[Start Task material]

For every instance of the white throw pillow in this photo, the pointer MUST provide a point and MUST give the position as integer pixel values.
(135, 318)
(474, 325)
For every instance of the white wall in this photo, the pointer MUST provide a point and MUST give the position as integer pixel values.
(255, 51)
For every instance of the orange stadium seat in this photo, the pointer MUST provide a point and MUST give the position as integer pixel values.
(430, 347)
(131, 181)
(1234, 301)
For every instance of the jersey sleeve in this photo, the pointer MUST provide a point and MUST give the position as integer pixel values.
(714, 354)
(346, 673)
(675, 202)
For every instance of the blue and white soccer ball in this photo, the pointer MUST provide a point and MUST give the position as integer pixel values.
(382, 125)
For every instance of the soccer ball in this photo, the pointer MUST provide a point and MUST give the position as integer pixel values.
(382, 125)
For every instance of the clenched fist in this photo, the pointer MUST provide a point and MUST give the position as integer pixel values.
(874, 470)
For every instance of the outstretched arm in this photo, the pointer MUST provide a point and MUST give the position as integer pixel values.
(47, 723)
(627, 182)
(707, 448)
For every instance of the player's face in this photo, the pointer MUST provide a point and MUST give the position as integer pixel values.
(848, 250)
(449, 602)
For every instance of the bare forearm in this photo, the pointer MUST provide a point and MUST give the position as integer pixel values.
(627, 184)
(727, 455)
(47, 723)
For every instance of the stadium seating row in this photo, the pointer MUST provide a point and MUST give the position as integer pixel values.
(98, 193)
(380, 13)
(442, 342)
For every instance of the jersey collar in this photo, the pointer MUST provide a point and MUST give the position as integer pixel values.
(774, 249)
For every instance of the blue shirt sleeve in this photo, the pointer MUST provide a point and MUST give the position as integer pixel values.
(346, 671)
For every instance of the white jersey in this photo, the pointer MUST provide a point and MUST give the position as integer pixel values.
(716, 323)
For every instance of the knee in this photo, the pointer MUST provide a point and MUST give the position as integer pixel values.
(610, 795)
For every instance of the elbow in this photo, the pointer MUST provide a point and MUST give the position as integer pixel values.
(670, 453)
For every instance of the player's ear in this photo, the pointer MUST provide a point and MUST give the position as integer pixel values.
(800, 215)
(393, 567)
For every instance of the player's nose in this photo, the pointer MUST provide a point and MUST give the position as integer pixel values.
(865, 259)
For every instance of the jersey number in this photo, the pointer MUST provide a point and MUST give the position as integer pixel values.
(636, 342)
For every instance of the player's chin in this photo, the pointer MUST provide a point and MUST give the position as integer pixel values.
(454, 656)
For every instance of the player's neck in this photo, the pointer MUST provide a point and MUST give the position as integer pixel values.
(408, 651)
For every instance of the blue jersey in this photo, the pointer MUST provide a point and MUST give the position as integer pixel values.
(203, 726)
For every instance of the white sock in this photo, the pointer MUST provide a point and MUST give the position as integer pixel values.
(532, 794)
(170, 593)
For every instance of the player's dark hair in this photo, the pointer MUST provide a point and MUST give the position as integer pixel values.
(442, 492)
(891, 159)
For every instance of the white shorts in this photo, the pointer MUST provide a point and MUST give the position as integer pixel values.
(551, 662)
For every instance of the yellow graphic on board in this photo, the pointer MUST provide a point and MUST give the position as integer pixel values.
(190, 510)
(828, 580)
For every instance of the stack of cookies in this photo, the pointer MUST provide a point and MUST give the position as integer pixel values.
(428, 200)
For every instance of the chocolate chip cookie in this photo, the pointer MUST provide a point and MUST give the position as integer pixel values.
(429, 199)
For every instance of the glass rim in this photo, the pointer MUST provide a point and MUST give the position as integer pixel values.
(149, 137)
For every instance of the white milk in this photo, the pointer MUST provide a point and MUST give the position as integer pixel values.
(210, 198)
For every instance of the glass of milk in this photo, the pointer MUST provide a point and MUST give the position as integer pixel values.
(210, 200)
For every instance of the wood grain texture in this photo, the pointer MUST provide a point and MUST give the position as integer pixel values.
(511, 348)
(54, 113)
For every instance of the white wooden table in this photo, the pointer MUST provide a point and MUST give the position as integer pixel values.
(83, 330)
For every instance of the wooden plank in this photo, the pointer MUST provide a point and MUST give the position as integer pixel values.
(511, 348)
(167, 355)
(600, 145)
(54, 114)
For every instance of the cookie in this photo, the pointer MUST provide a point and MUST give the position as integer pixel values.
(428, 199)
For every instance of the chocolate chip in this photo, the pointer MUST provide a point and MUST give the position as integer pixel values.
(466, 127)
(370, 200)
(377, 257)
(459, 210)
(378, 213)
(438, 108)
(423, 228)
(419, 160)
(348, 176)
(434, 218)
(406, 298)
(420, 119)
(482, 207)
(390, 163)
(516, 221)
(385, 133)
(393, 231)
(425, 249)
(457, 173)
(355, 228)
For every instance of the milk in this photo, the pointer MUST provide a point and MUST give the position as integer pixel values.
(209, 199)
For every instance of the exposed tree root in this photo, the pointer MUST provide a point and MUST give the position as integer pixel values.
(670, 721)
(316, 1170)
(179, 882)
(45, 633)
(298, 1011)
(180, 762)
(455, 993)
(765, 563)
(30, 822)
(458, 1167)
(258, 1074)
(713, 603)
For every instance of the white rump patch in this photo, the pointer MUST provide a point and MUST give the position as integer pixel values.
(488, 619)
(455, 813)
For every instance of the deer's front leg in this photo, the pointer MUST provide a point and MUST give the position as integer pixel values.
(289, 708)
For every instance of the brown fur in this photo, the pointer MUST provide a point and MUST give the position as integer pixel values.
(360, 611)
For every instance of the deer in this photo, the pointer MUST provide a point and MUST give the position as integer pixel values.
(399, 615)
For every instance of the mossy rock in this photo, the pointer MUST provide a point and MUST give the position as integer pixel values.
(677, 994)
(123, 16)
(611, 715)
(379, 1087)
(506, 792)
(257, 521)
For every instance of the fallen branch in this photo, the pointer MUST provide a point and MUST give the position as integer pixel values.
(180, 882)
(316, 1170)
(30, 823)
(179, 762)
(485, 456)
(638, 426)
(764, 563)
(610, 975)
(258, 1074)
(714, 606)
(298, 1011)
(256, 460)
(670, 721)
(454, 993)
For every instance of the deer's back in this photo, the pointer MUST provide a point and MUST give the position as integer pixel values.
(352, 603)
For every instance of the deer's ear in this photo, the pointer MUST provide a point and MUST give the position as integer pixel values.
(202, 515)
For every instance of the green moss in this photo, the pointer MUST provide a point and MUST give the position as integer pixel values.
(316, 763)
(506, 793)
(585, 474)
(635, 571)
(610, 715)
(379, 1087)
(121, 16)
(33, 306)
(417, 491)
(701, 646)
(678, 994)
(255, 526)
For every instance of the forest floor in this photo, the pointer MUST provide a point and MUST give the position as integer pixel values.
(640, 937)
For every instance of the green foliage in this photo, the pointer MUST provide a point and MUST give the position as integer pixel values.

[End Task material]

→ **Requirements**: Transcribe word for word the lines from the one holding "For every instance of the fallen" to the last line of the listing above, inclusive.

→ **Exercise answer**:
For every instance of the fallen branch in this photo, the pointer MUST provide a point and MUST give the position as integer pixel values.
(180, 882)
(316, 1170)
(30, 823)
(179, 762)
(485, 456)
(638, 426)
(764, 563)
(610, 975)
(258, 1074)
(714, 606)
(298, 1011)
(256, 460)
(670, 721)
(454, 993)
For every instance of the deer's back in this photo, the pointer MUST provide a point and MUST give the position as integer pixel values.
(352, 603)
For every instance of the deer's ear in this photo, the pointer MUST provide a point and MUST give the position as integer pixel values.
(202, 515)
For every instance of the green moss in this photo, the pointer MUST provide a point and MUST give the position as integer pixel values.
(316, 763)
(506, 793)
(585, 474)
(635, 571)
(610, 715)
(379, 1087)
(121, 16)
(33, 306)
(417, 491)
(701, 646)
(678, 994)
(255, 526)
For every instance of the forest floor in this photo, the pointer MUST provide a point and MUST give the position as integer pixel values.
(640, 937)
For every instance of the green foliage in this photo, the pointer MUST provide a point and MUST give the position as integer pixel values.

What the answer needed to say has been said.